> _Entries from a point annotation set_:
▼

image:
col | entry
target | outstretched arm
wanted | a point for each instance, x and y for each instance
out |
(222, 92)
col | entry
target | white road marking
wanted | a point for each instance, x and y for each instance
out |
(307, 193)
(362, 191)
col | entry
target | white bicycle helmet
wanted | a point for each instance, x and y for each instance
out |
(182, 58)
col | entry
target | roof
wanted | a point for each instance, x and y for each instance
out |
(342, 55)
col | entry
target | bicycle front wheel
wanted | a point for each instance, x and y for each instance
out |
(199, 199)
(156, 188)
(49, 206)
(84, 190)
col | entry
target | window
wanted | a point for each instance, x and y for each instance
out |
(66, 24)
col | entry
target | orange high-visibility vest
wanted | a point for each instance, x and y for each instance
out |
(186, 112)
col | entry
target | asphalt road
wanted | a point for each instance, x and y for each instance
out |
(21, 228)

▲
▼

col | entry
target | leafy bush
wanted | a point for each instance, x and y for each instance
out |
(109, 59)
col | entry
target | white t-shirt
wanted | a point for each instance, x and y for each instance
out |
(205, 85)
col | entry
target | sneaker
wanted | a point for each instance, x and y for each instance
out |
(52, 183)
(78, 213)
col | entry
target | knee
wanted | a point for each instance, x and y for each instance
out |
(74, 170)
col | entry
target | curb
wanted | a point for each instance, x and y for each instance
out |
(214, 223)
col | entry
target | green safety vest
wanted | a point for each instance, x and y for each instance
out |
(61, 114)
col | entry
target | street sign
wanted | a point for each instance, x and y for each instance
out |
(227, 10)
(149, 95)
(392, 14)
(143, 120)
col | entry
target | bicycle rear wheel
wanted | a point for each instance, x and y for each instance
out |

▲
▼

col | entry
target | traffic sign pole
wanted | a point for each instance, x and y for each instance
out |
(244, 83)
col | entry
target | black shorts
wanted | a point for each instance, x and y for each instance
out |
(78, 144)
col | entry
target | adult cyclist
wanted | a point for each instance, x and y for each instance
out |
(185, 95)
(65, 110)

▲

> _What is needed_: Count the lines in the listing above that contain the string "wheel", treating uppercase and lowercase as different. Give only the number.

> _Answer_: 2